┌─ ESTRATTO

Di cosa si tratta? Si tratta di uno dei primi esempi di “pillola digitale” (con al suo interno una soluzione tecnologica definita “digital ingestion tracking system”), cioè di medicine dotate di sensori che, una volta ingerite, comunicano con il nostro smartphone e ci possono aiutare a verificare e controllare la corretta assunzione dei prodotti.
La nuova tecnologia della prima pillola digitale, chiamata “Abilify MyCite”, destinata a pazienti schizofrenici o con problemi neurologici, testata negli Stati Uniti, ha ricevuto il via libera dalla Food and Drug Administration. La persona è così messa in condizione di seguire il percorso della medicina nel proprio organismo, fino al suo assorbimento. Notevoli le possibili implicazioni sanitarie, con la possibilità, magari vicina, di riuscire anche a conoscere e gestire in tempo reale le interazioni tra fisico e farmaco dopo l’assunzione. E’ una tecnologia che da una parte promuove la sanità digitale e che dall’altra apre a critiche e dubbi sul senso dell’operazione in quanto seppur vero che i pazienti possono sfruttare questa soluzione per meglio concentrarsi sulla cura e, se anziani e con problemi di memoria, avere sempre un record che ci conferma l’avvenuta ingestione, è anche vero che, in questo modo, ad indebolirsi ulteriormente sarà la nostra privacy.

└─
┌─ DATI DISPONIBILI

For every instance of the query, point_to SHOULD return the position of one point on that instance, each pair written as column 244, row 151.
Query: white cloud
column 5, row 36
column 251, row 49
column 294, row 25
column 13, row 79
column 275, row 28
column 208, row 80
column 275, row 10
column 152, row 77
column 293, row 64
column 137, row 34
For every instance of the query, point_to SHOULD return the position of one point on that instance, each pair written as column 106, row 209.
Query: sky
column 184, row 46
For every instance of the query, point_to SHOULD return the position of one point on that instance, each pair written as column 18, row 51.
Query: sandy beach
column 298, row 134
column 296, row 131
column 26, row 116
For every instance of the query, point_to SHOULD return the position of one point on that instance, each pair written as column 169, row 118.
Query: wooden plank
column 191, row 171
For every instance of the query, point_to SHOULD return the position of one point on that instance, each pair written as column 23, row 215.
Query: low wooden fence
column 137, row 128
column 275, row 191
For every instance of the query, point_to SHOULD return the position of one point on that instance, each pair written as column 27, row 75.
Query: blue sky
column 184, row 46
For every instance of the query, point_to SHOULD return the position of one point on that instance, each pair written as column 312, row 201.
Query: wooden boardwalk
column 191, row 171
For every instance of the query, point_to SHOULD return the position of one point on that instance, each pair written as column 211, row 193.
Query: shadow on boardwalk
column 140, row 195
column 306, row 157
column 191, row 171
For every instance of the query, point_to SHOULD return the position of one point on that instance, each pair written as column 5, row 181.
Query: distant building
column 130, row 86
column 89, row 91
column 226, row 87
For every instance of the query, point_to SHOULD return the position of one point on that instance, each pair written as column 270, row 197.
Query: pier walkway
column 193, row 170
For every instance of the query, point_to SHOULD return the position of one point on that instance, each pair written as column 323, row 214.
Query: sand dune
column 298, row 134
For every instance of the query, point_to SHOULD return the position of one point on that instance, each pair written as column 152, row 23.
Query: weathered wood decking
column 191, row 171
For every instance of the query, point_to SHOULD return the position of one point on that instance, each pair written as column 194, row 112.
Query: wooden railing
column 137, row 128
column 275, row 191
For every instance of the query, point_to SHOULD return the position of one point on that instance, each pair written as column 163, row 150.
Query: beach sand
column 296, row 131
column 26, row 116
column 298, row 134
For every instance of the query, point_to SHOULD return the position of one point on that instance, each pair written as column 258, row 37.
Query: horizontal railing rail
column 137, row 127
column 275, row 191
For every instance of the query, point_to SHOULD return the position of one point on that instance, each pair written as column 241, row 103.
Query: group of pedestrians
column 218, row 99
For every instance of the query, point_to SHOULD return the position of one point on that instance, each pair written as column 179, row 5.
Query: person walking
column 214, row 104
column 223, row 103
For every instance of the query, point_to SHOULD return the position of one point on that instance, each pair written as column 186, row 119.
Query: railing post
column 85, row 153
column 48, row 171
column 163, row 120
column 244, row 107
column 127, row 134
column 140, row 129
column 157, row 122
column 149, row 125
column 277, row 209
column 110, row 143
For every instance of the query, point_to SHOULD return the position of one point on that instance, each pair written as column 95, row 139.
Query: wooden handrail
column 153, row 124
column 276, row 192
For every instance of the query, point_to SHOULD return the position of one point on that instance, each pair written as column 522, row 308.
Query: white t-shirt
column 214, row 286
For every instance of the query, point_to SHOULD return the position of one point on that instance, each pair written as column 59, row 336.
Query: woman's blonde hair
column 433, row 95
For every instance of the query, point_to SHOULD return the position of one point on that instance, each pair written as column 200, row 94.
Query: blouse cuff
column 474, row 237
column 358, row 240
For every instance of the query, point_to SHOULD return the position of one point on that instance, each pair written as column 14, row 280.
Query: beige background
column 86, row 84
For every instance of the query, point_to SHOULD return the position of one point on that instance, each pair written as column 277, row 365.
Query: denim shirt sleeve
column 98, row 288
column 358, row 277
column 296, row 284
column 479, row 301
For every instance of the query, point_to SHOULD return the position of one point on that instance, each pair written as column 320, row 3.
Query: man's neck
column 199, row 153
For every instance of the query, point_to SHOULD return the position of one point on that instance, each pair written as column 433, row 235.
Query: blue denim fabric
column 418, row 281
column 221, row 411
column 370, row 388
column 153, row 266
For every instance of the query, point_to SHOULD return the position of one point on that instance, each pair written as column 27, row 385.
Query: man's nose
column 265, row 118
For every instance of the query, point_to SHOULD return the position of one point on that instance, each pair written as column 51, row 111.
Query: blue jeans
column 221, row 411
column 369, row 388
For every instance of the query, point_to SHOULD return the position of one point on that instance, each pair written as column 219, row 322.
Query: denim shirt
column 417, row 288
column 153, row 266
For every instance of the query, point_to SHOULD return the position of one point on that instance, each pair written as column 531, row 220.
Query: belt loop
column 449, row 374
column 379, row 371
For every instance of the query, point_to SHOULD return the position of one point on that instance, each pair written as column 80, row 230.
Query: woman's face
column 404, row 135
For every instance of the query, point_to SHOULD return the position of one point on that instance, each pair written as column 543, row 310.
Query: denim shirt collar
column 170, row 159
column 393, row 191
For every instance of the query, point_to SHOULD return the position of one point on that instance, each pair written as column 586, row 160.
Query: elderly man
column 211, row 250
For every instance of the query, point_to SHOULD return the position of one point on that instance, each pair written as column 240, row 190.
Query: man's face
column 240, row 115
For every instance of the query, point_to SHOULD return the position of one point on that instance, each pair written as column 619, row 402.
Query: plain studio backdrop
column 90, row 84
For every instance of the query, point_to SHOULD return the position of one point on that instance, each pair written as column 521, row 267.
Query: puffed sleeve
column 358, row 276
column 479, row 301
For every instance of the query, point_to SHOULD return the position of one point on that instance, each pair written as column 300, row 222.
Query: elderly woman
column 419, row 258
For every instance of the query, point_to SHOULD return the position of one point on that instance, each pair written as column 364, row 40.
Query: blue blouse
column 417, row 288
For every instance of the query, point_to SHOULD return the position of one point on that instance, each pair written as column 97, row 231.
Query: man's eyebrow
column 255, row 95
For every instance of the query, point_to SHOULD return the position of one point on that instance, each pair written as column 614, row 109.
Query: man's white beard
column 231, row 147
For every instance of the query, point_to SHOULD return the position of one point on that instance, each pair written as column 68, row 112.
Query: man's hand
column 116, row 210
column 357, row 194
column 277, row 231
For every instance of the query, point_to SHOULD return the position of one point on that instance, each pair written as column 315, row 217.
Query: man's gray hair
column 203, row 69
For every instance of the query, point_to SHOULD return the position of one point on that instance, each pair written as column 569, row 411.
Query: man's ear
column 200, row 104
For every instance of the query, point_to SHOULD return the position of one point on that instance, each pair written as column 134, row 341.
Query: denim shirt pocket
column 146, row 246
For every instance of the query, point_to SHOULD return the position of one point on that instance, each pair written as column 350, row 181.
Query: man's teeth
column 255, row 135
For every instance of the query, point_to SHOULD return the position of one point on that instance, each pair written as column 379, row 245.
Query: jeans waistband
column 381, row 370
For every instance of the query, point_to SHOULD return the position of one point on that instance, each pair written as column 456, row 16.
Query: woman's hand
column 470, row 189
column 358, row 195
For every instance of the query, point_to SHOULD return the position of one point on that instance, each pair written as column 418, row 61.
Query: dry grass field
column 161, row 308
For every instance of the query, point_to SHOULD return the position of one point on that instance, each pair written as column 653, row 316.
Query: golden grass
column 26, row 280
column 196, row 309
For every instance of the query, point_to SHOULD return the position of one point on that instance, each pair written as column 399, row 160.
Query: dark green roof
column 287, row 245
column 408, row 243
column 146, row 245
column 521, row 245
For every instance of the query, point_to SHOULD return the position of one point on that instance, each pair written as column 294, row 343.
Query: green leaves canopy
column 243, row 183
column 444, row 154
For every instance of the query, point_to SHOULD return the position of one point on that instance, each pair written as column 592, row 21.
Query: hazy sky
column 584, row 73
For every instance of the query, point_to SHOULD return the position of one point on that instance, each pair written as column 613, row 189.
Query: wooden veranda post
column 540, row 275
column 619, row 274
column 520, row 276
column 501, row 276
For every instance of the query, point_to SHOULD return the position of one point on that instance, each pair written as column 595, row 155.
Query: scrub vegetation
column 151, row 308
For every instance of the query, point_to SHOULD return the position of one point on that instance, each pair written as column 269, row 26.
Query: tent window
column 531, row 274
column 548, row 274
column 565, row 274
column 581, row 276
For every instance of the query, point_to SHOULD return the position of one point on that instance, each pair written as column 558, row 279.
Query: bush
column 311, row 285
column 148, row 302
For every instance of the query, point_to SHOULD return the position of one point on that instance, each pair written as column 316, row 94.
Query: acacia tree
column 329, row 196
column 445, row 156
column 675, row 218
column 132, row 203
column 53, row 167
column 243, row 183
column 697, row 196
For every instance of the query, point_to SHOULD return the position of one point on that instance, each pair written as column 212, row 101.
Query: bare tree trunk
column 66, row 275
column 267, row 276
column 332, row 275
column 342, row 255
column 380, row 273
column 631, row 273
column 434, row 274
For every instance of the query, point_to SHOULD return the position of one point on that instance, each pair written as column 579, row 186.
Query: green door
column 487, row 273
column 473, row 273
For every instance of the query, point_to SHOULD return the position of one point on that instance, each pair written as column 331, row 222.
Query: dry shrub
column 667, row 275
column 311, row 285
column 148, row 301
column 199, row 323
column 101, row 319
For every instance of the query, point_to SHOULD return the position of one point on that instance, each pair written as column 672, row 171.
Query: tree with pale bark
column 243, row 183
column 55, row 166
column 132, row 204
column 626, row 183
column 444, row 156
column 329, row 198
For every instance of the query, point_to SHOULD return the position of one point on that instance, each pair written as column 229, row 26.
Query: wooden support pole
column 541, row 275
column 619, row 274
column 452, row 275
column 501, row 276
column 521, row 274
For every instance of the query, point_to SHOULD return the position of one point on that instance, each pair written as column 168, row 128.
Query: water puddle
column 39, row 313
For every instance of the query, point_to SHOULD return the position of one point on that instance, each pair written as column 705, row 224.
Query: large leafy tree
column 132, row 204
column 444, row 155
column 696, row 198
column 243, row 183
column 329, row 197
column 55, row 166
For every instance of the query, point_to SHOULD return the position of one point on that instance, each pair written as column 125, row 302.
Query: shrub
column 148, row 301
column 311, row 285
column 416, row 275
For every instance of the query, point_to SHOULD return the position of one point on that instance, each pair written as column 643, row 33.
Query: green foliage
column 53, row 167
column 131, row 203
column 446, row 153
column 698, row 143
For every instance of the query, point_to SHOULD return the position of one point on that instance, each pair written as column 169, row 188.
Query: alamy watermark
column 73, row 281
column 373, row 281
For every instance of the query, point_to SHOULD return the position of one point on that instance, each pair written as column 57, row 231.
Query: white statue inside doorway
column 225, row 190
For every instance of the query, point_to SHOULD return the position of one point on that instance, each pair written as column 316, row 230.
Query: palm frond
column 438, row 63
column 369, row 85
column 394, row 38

└─

◆ COMPITO 1: Riscrivi il passo del testo sulla pillola digitale compreso tra "Di cosa si tratta?" e "assunzione dei prodotti.", estremi inclusi, sostituendo "smartphone" con "telefono".
◆ COMPITO 2:
Rispondi a queste domande usando il testo sulla pillola digitale:
(a) Con che cosa comunicano le medicine dotate di sensori, una volta ingerite?
(b) Come si chiama la prima pillola digitale?
(c) Quale ente le ha dato il via libera?
◆ COMPITO 3:
Per ogni affermazione, indica se è in accordo con il testo sulla pillola digitale (sì o no) e cita le parole del testo che lo decidono:
(a) La prima pillola digitale è pensata per pazienti schizofrenici o con problemi neurologici.
(b) La nuova tecnologia è stata testata in Europa.
(c) Con questa tecnologia la nostra privacy sarà più protetta.
Questi dati sono materiale a parte, separato dal testo sulla pillola digitale.

◆ RISPOSTA 1:
Di cosa si tratta? Si tratta di uno dei primi esempi di “pillola digitale” (con al suo interno una soluzione tecnologica definita “digital ingestion tracking system”), cioè di medicine dotate di sensori che, una volta ingerite, comunicano con il nostro telefono e ci possono aiutare a verificare e controllare la corretta assunzione dei prodotti.

◆ RISPOSTA 2:
(a) Con il nostro smartphone.
(b) Abilify MyCite.
(c) La Food and Drug Administration.

◆ RISPOSTA 3:
(a) Sì: "destinata a pazienti schizofrenici o con problemi neurologici".
(b) No: "testata negli Stati Uniti".
(c) No: "ad indebolirsi ulteriormente sarà la nostra privacy".